Referring expression pointing data
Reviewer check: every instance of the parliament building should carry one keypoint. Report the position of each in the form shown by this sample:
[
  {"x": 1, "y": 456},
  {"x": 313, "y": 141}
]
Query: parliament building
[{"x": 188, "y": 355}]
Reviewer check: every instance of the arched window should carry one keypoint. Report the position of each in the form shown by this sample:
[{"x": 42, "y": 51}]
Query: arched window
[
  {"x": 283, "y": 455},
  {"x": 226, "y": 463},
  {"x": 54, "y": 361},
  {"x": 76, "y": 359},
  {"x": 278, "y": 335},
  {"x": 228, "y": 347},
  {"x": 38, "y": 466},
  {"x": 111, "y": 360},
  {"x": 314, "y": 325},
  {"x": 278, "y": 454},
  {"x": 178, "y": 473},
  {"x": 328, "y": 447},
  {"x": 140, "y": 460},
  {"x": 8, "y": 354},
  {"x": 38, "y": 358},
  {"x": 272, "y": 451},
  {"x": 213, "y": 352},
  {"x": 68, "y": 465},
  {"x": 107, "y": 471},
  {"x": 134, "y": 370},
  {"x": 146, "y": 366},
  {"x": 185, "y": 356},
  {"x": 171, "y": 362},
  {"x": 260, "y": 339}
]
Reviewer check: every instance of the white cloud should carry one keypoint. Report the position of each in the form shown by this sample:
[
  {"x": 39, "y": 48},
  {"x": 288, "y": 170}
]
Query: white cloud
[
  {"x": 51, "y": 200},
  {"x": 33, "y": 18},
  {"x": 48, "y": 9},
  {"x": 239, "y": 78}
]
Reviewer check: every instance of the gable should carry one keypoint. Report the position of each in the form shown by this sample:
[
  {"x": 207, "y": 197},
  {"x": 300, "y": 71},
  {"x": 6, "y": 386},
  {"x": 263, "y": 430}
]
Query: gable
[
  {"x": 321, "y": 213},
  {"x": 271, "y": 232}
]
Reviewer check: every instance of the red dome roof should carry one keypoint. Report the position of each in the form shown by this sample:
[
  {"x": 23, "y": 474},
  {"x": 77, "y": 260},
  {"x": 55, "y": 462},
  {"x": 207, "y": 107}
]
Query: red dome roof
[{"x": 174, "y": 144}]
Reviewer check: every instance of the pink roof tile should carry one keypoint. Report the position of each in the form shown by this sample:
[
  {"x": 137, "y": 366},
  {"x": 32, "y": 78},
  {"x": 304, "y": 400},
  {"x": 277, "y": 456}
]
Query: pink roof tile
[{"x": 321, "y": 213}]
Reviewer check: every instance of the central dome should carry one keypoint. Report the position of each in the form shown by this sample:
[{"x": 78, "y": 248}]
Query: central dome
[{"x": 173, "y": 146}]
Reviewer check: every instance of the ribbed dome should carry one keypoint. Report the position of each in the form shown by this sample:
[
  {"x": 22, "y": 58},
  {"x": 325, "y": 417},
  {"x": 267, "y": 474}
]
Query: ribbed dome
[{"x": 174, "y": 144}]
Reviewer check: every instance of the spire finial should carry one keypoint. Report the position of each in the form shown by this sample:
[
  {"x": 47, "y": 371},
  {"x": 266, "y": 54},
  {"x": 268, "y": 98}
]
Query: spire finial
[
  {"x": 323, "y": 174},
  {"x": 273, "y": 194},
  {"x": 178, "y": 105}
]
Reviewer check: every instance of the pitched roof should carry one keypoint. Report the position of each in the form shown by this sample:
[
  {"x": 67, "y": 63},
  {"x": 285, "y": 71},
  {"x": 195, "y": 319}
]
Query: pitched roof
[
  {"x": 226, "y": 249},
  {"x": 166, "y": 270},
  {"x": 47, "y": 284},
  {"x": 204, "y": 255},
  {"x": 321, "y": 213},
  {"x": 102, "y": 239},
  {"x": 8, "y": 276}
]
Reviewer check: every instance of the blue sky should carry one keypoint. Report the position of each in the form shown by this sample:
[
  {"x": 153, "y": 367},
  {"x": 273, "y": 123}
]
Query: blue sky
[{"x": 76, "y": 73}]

PROBLEM DETAILS: What do the records say? Quote them all exactly.

PROBLEM SOLUTION:
Reviewer check: every instance of the parliament building should carry one keypoint. Report the position of each in the form shown by this sample:
[
  {"x": 1, "y": 456},
  {"x": 313, "y": 141}
]
Query: parliament building
[{"x": 188, "y": 355}]
Reviewer check: every instance of the arched window should carry one keypoint. Report the position of each in the form shown by this sample:
[{"x": 42, "y": 51}]
Query: arched window
[
  {"x": 283, "y": 455},
  {"x": 226, "y": 463},
  {"x": 54, "y": 361},
  {"x": 76, "y": 359},
  {"x": 278, "y": 335},
  {"x": 228, "y": 347},
  {"x": 38, "y": 466},
  {"x": 111, "y": 360},
  {"x": 314, "y": 325},
  {"x": 278, "y": 454},
  {"x": 178, "y": 473},
  {"x": 328, "y": 447},
  {"x": 140, "y": 460},
  {"x": 8, "y": 354},
  {"x": 38, "y": 358},
  {"x": 272, "y": 451},
  {"x": 213, "y": 352},
  {"x": 68, "y": 465},
  {"x": 107, "y": 471},
  {"x": 134, "y": 370},
  {"x": 146, "y": 366},
  {"x": 185, "y": 356},
  {"x": 171, "y": 362},
  {"x": 260, "y": 339}
]
Reviewer check: every instance of the white cloud should carry one keypoint. Report the position of each in the form shown by this sample:
[
  {"x": 39, "y": 48},
  {"x": 288, "y": 170}
]
Query: white cloud
[
  {"x": 51, "y": 200},
  {"x": 33, "y": 18},
  {"x": 48, "y": 9},
  {"x": 239, "y": 78}
]
Reviewer check: every instance of the gable should carry one keypoint. Report the position of each in the form shown by this sample:
[
  {"x": 207, "y": 197},
  {"x": 300, "y": 71},
  {"x": 6, "y": 386},
  {"x": 263, "y": 430}
]
Query: gable
[
  {"x": 321, "y": 213},
  {"x": 271, "y": 232}
]
Reviewer check: every instance of the red dome roof should carry one keypoint. Report the position of each in the form shown by this sample:
[
  {"x": 23, "y": 474},
  {"x": 77, "y": 260},
  {"x": 55, "y": 462},
  {"x": 207, "y": 107}
]
Query: red dome roof
[{"x": 174, "y": 144}]
Reviewer check: every instance of the pink roof tile should carry one keypoint. Report the position of each in the form shown by this sample:
[
  {"x": 137, "y": 366},
  {"x": 32, "y": 78},
  {"x": 304, "y": 400},
  {"x": 277, "y": 456}
]
Query: pink roof tile
[{"x": 321, "y": 213}]
Reviewer check: every instance of the central dome should carry one keypoint. Report the position of each in the form shown by this sample:
[{"x": 78, "y": 248}]
Query: central dome
[{"x": 173, "y": 146}]
Reviewer check: every instance of the ribbed dome should carry one keypoint. Report the position of each in the form shown by this sample:
[
  {"x": 22, "y": 58},
  {"x": 325, "y": 417},
  {"x": 267, "y": 474}
]
Query: ribbed dome
[{"x": 174, "y": 144}]
Reviewer check: every instance of the spire finial should carry one keypoint. Report the position of each in the form shown by this sample:
[
  {"x": 47, "y": 371},
  {"x": 266, "y": 54},
  {"x": 268, "y": 98}
]
Query: spire finial
[
  {"x": 323, "y": 174},
  {"x": 273, "y": 194},
  {"x": 178, "y": 105}
]
Reviewer check: every instance of the pitched roof should carry one keypoint. Report the position of each in the form shown by this sample:
[
  {"x": 67, "y": 63},
  {"x": 285, "y": 71},
  {"x": 195, "y": 319}
]
Query: pitched roof
[
  {"x": 226, "y": 249},
  {"x": 166, "y": 270},
  {"x": 47, "y": 284},
  {"x": 204, "y": 255},
  {"x": 321, "y": 213},
  {"x": 102, "y": 239},
  {"x": 8, "y": 276}
]
Reviewer check: every instance of the blue sky should carry one keypoint. Report the position of each in the form shown by this sample:
[
  {"x": 153, "y": 367},
  {"x": 273, "y": 123}
]
Query: blue sky
[{"x": 76, "y": 73}]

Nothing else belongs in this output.